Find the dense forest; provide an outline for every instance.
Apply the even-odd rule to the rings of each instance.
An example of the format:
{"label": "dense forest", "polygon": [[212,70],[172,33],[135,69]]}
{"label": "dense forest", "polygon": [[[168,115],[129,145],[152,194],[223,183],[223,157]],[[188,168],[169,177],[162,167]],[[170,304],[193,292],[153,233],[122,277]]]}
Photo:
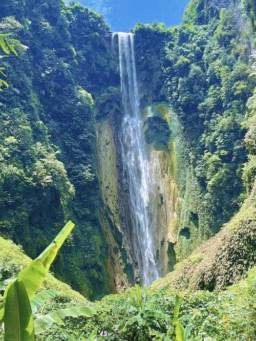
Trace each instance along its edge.
{"label": "dense forest", "polygon": [[0,339],[255,339],[255,6],[2,0]]}

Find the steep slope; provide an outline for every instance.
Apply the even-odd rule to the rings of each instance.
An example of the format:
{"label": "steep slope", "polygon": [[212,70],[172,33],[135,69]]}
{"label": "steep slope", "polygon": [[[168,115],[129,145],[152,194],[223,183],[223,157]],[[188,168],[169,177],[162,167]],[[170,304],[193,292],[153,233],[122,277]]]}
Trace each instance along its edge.
{"label": "steep slope", "polygon": [[256,182],[239,211],[216,236],[196,249],[173,272],[154,283],[178,289],[223,290],[256,263]]}
{"label": "steep slope", "polygon": [[[20,246],[15,245],[12,241],[0,237],[0,281],[17,275],[31,261],[31,259],[25,254]],[[86,301],[82,295],[50,273],[44,280],[42,289],[57,289],[59,292],[56,299],[58,301],[69,302],[73,300],[81,302]]]}
{"label": "steep slope", "polygon": [[71,219],[76,228],[54,271],[86,296],[107,293],[94,104],[84,89],[95,94],[108,84],[109,28],[61,0],[4,0],[1,8],[1,31],[29,48],[3,59],[10,86],[0,94],[1,235],[33,257]]}

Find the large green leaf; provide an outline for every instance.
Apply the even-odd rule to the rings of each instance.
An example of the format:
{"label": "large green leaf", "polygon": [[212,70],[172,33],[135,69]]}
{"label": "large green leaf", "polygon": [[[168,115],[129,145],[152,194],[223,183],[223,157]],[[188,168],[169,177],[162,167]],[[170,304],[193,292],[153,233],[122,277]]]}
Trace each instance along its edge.
{"label": "large green leaf", "polygon": [[42,307],[46,300],[52,299],[59,294],[58,290],[55,289],[50,289],[38,292],[34,296],[30,301],[32,311],[33,314],[36,311],[38,308]]}
{"label": "large green leaf", "polygon": [[184,332],[184,338],[185,339],[185,341],[189,341],[189,337],[190,336],[191,331],[193,329],[193,325],[191,323],[190,323],[189,325],[187,325],[187,326],[185,328]]}
{"label": "large green leaf", "polygon": [[138,298],[138,302],[140,305],[140,308],[142,308],[142,295],[141,294],[141,290],[140,287],[138,284],[135,284],[135,291]]}
{"label": "large green leaf", "polygon": [[69,221],[45,251],[20,272],[18,282],[22,282],[24,284],[30,300],[33,298],[42,285],[58,250],[74,226],[71,221]]}
{"label": "large green leaf", "polygon": [[175,325],[176,326],[175,331],[176,332],[177,341],[185,341],[183,326],[178,319],[175,322]]}
{"label": "large green leaf", "polygon": [[10,54],[10,51],[3,39],[0,38],[0,46],[4,52],[5,52],[7,54]]}
{"label": "large green leaf", "polygon": [[87,341],[94,341],[95,337],[97,336],[97,332],[98,331],[98,329],[99,329],[98,326],[96,326],[94,328],[94,329],[90,334],[89,337],[87,339]]}
{"label": "large green leaf", "polygon": [[0,282],[0,291],[2,290],[4,290],[5,289],[5,287],[6,286],[9,284],[11,282],[14,282],[16,281],[16,280],[17,279],[17,276],[15,276],[13,277],[10,277],[10,278],[7,279],[7,280],[5,280],[4,281],[2,281],[2,282]]}
{"label": "large green leaf", "polygon": [[11,282],[6,290],[5,341],[34,341],[33,314],[24,285]]}
{"label": "large green leaf", "polygon": [[155,318],[160,318],[162,319],[165,319],[166,321],[168,321],[170,319],[169,316],[166,314],[164,314],[162,311],[149,311],[148,312],[148,316],[151,316],[152,317]]}
{"label": "large green leaf", "polygon": [[174,322],[176,322],[179,317],[179,313],[180,312],[180,297],[178,295],[176,295],[175,299],[175,306],[174,307]]}
{"label": "large green leaf", "polygon": [[79,316],[85,316],[92,317],[97,313],[94,307],[72,307],[66,309],[56,310],[48,315],[41,316],[34,322],[35,334],[38,335],[44,333],[53,324],[61,326],[65,324],[65,318],[69,316],[78,317]]}
{"label": "large green leaf", "polygon": [[138,319],[140,318],[140,314],[136,315],[136,316],[133,316],[125,323],[124,327],[123,329],[123,331],[125,331],[128,329],[128,328],[131,326],[134,325],[136,322],[138,322]]}
{"label": "large green leaf", "polygon": [[127,312],[131,312],[136,310],[136,309],[128,302],[125,302],[121,300],[111,300],[110,301],[112,306],[115,306],[112,308],[113,312],[120,312],[124,310]]}

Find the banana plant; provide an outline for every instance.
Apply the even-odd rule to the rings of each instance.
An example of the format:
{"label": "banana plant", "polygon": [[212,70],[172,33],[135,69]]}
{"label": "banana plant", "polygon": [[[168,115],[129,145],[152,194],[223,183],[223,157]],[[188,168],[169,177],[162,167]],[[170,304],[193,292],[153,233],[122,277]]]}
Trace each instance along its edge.
{"label": "banana plant", "polygon": [[67,316],[91,317],[96,313],[93,307],[74,307],[46,315],[37,314],[37,318],[34,319],[33,313],[44,305],[46,300],[57,294],[54,290],[36,293],[74,226],[69,222],[50,245],[17,276],[0,283],[0,290],[5,288],[3,302],[0,303],[0,326],[4,323],[5,341],[34,341],[35,335],[46,331],[53,324],[65,324]]}
{"label": "banana plant", "polygon": [[118,326],[122,332],[133,334],[135,340],[139,339],[138,327],[142,329],[144,333],[150,334],[151,329],[160,327],[162,322],[169,321],[170,317],[163,311],[162,308],[156,303],[159,297],[166,291],[164,288],[151,297],[146,293],[142,293],[140,286],[135,285],[135,293],[132,291],[129,300],[113,300],[110,303],[114,306],[113,312],[132,314],[132,317],[124,317]]}
{"label": "banana plant", "polygon": [[[10,55],[12,52],[16,57],[18,56],[17,49],[23,50],[28,49],[28,47],[23,45],[19,40],[12,38],[11,33],[0,33],[0,48],[6,54]],[[0,58],[2,57],[0,55]],[[0,67],[0,74],[4,77],[7,77],[5,74],[5,68],[3,67]],[[0,78],[0,91],[3,91],[2,89],[3,86],[9,88],[7,82]]]}
{"label": "banana plant", "polygon": [[175,326],[175,332],[176,334],[177,341],[191,341],[189,338],[191,331],[193,328],[191,324],[188,324],[184,328],[181,320],[189,319],[190,316],[186,315],[179,318],[180,313],[180,299],[178,295],[176,295],[175,299],[175,306],[174,308],[173,324]]}

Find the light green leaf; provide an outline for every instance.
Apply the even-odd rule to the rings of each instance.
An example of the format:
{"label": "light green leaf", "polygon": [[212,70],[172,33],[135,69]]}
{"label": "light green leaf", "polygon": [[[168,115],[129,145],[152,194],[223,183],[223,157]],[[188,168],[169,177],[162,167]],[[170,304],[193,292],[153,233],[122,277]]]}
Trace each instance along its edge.
{"label": "light green leaf", "polygon": [[174,322],[176,322],[178,317],[179,317],[179,314],[180,312],[180,297],[178,295],[176,295],[175,298],[175,306],[174,307]]}
{"label": "light green leaf", "polygon": [[58,290],[55,289],[50,289],[38,292],[34,296],[30,301],[32,311],[33,314],[36,311],[38,308],[42,307],[46,300],[52,299],[59,294]]}
{"label": "light green leaf", "polygon": [[99,329],[99,327],[98,326],[96,326],[94,329],[92,331],[92,332],[90,334],[89,337],[88,337],[88,341],[94,341],[94,339],[95,338],[95,337],[97,336],[97,332],[98,331],[98,329]]}
{"label": "light green leaf", "polygon": [[176,332],[177,341],[185,341],[183,326],[178,319],[176,321],[175,325],[176,326],[175,331]]}
{"label": "light green leaf", "polygon": [[15,54],[15,55],[16,57],[17,57],[18,54],[17,53],[16,50],[14,49],[12,44],[10,42],[9,42],[8,40],[6,40],[6,44],[7,45],[7,46],[8,47],[8,48],[10,49],[10,50]]}
{"label": "light green leaf", "polygon": [[189,341],[189,336],[190,334],[191,331],[193,329],[193,325],[190,323],[185,328],[184,337],[185,338],[185,341]]}
{"label": "light green leaf", "polygon": [[74,226],[69,221],[45,251],[20,272],[17,281],[24,284],[30,300],[42,285],[57,252]]}
{"label": "light green leaf", "polygon": [[91,317],[94,316],[97,310],[94,307],[72,307],[65,309],[56,310],[48,315],[41,316],[34,322],[35,334],[38,335],[44,333],[54,324],[62,326],[65,324],[65,318],[67,317],[78,317],[85,316]]}
{"label": "light green leaf", "polygon": [[14,282],[17,279],[17,276],[14,276],[13,277],[10,277],[10,278],[2,281],[0,282],[0,291],[2,290],[4,290],[6,286],[9,284],[11,282]]}
{"label": "light green leaf", "polygon": [[160,318],[162,319],[165,319],[165,321],[168,321],[170,319],[170,317],[165,314],[164,314],[161,311],[150,311],[148,313],[148,316],[151,316],[152,317],[155,318]]}
{"label": "light green leaf", "polygon": [[33,315],[24,285],[11,282],[6,291],[5,341],[34,341]]}
{"label": "light green leaf", "polygon": [[125,323],[124,327],[123,327],[123,331],[125,331],[126,330],[127,330],[127,327],[132,326],[136,322],[137,322],[138,321],[138,318],[139,315],[140,314],[139,314],[138,315],[136,315],[136,316],[133,316],[132,317],[129,318],[129,319]]}
{"label": "light green leaf", "polygon": [[7,54],[10,54],[10,51],[3,39],[0,39],[0,46],[4,52]]}
{"label": "light green leaf", "polygon": [[4,76],[5,77],[7,77],[7,76],[4,72],[5,70],[5,68],[0,68],[0,73],[1,74],[2,74],[3,76]]}
{"label": "light green leaf", "polygon": [[141,291],[140,287],[139,284],[135,284],[135,291],[137,296],[138,297],[138,301],[141,308],[142,308],[142,295],[141,294]]}

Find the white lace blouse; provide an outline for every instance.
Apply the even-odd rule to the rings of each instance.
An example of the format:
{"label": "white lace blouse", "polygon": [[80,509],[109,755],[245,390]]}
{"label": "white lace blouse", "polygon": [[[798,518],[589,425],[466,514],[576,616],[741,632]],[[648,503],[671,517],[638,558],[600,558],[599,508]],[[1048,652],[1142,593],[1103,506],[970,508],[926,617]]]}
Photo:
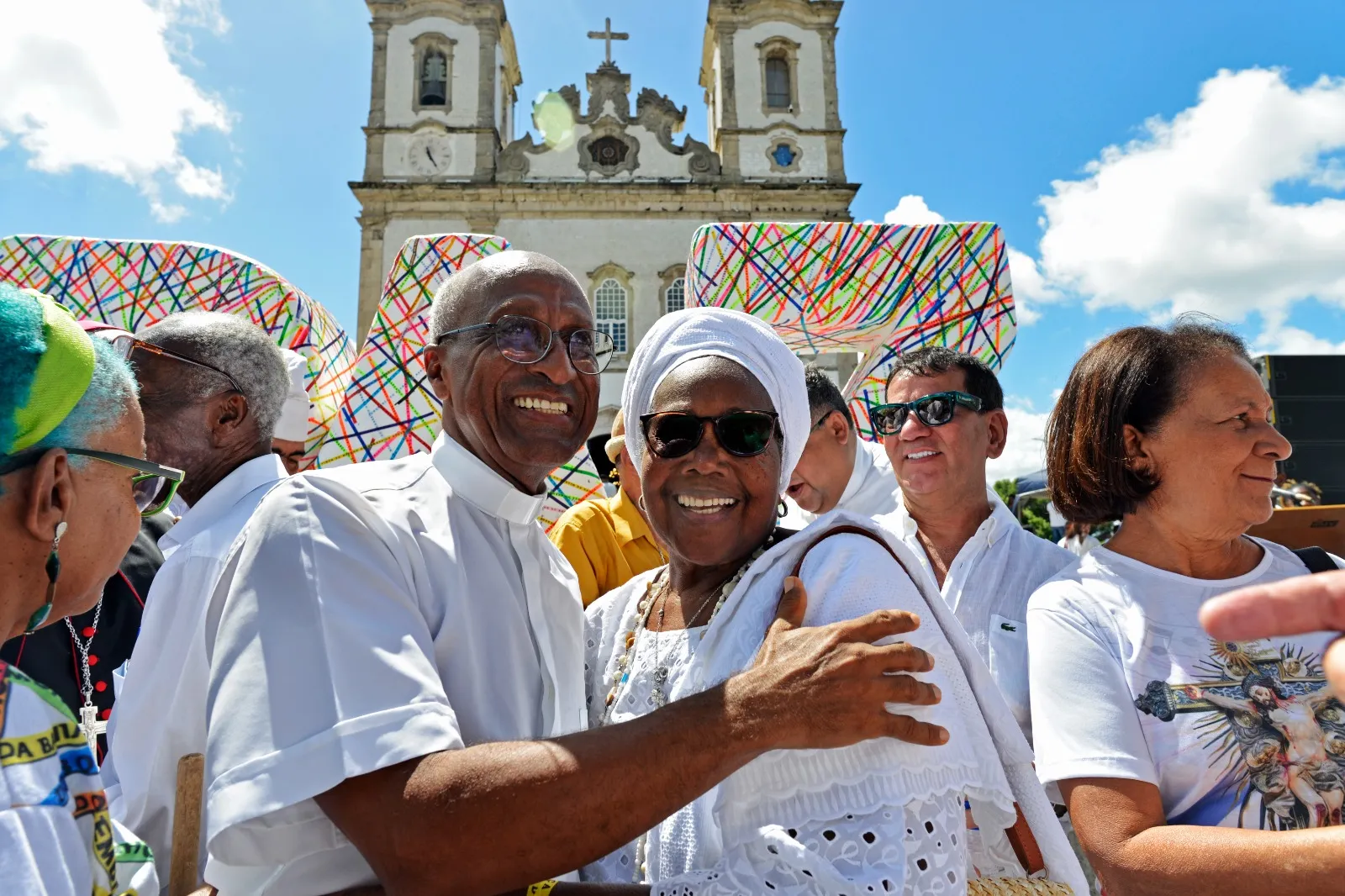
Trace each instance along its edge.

## SHORT PROBLEM
Please list every line in the rows above that contains the word "Find", copying each line in full.

## SOLUTION
Find the dense forest; provide an outline for every instance.
Find the steep slope; provide an outline for every instance.
Find the large green leaf; provide an outline for every instance.
Find the banana plant; provide an outline for every instance.
Find the light green leaf; provide an outline for every instance.
Find the white lace blouse; provide an outline for every instance.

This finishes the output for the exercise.